* Assignment *
Find where "each like [65,201]." occurs in the data below, and retype that line and every later line exactly.
╭─ Records for the task
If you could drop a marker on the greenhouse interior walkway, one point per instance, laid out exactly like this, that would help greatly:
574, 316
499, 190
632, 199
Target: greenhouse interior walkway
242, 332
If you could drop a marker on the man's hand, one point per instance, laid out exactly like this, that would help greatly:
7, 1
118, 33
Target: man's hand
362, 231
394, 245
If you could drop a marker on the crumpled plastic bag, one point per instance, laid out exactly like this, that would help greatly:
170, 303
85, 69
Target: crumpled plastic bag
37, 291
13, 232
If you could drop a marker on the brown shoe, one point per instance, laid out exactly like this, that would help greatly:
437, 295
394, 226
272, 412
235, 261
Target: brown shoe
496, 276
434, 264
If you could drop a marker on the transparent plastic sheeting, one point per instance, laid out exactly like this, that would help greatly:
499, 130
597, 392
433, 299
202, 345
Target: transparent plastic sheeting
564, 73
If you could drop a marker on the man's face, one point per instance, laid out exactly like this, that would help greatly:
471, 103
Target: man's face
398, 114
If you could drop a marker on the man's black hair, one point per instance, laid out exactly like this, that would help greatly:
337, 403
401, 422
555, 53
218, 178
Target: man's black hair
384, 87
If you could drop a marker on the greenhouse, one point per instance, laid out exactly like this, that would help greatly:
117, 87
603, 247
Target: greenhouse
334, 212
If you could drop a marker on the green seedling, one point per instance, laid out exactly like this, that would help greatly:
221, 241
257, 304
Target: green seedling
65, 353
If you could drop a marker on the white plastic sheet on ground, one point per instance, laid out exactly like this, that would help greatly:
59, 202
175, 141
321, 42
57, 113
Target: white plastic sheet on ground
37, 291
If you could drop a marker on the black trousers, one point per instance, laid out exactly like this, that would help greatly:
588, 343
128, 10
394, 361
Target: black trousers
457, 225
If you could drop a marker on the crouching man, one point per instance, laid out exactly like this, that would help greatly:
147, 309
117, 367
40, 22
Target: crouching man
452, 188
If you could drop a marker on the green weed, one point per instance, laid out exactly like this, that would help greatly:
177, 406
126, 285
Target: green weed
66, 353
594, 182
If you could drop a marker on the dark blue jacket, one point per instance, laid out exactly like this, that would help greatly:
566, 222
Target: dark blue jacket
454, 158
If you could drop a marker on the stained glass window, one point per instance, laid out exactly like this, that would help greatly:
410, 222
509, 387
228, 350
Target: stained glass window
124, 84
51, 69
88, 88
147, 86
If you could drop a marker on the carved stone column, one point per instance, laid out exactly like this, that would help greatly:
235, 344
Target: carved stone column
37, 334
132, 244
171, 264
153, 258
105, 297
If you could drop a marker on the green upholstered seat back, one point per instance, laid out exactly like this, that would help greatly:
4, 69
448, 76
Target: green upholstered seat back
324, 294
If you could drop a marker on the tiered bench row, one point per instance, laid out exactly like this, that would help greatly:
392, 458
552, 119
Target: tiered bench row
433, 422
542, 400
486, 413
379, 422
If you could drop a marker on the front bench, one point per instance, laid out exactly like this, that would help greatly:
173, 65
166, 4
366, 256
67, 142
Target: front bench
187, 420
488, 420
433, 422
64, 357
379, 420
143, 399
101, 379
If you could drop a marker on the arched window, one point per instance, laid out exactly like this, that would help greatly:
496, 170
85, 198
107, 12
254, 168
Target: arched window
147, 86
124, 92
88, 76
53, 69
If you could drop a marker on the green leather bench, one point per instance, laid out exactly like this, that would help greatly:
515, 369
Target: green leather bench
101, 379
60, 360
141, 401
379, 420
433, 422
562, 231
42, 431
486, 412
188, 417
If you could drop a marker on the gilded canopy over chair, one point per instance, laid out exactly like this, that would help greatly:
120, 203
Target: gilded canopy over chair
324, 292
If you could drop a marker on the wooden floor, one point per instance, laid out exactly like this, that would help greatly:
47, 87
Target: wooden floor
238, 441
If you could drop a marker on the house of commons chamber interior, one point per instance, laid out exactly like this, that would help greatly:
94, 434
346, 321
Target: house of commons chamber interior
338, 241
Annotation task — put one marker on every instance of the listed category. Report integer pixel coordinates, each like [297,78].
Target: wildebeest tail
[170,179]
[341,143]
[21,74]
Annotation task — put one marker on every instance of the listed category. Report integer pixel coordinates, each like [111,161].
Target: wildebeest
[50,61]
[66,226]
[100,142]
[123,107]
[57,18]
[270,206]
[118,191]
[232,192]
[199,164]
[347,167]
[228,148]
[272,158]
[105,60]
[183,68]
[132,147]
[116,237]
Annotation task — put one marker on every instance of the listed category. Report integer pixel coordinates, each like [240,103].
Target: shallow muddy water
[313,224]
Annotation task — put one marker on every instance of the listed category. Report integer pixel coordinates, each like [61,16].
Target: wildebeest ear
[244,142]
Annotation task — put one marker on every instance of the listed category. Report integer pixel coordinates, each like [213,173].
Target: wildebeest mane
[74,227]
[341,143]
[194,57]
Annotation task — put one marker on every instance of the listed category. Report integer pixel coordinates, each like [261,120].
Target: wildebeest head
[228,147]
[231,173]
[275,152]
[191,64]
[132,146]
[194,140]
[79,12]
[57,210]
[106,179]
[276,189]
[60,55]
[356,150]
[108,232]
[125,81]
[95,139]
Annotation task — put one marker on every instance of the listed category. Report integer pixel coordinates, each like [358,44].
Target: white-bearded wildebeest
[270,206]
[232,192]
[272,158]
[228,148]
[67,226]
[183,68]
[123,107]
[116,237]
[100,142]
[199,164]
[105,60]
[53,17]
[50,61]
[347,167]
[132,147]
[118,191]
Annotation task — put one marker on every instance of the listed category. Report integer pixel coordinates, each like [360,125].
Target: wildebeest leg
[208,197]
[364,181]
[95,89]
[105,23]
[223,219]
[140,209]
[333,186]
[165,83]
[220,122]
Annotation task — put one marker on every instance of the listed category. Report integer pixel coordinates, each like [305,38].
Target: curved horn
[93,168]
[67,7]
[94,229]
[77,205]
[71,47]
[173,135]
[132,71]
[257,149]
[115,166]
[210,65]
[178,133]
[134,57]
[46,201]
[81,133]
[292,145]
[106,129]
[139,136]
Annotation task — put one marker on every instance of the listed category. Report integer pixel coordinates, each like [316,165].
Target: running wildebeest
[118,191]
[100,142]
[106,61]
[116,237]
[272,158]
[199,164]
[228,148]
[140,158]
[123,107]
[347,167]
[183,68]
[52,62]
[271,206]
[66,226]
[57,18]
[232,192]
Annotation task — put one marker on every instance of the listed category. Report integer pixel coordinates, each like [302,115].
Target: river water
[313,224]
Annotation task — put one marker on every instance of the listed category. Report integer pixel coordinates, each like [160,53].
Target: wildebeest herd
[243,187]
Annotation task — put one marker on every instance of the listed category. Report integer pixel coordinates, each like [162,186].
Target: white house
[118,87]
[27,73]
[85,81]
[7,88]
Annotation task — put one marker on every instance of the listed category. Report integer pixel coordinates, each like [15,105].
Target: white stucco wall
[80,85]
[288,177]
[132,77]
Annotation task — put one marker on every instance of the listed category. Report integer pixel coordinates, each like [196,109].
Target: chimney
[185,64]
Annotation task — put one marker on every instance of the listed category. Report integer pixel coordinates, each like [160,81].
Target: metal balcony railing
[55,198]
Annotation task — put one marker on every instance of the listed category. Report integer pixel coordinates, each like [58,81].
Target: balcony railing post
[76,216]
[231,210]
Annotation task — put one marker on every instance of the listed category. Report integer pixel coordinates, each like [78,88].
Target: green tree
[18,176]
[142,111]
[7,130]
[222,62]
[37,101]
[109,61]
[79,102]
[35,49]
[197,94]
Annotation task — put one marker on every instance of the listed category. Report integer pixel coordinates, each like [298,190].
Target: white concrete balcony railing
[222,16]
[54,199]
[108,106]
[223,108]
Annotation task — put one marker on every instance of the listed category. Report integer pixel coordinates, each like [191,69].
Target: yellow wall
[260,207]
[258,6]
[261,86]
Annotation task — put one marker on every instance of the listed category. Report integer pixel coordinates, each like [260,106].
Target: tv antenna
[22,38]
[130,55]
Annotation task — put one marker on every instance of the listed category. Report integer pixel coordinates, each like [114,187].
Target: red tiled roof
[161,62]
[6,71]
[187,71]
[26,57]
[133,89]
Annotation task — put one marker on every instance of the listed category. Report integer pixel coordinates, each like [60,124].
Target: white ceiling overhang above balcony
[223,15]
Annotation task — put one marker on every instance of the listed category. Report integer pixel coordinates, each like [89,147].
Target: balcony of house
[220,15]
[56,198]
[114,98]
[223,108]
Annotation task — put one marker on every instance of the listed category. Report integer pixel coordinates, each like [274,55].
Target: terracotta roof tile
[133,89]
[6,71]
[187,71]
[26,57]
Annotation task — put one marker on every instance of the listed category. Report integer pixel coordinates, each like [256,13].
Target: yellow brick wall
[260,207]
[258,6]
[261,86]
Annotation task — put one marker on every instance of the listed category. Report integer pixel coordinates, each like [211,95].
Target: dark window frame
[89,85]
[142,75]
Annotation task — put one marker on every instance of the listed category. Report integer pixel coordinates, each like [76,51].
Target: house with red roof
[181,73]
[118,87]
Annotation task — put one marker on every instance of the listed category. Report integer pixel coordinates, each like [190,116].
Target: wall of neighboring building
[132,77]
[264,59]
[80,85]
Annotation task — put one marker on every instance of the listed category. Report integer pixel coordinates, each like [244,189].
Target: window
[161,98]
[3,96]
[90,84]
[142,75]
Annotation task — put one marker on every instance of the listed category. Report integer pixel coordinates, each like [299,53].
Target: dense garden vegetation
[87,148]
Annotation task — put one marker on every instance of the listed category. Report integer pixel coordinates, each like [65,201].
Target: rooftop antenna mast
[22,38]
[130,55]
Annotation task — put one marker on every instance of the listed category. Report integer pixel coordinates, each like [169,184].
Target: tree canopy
╰─
* Worked solution *
Annotation task — put one marker on every instance of the listed category. Report integer pixel coordinates, each like [65,201].
Target: rooftop antenna mast
[22,38]
[130,55]
Annotation task — put one marker on every instance of the listed category. Report integer pixel coordinates, each like [169,184].
Target: tree canopy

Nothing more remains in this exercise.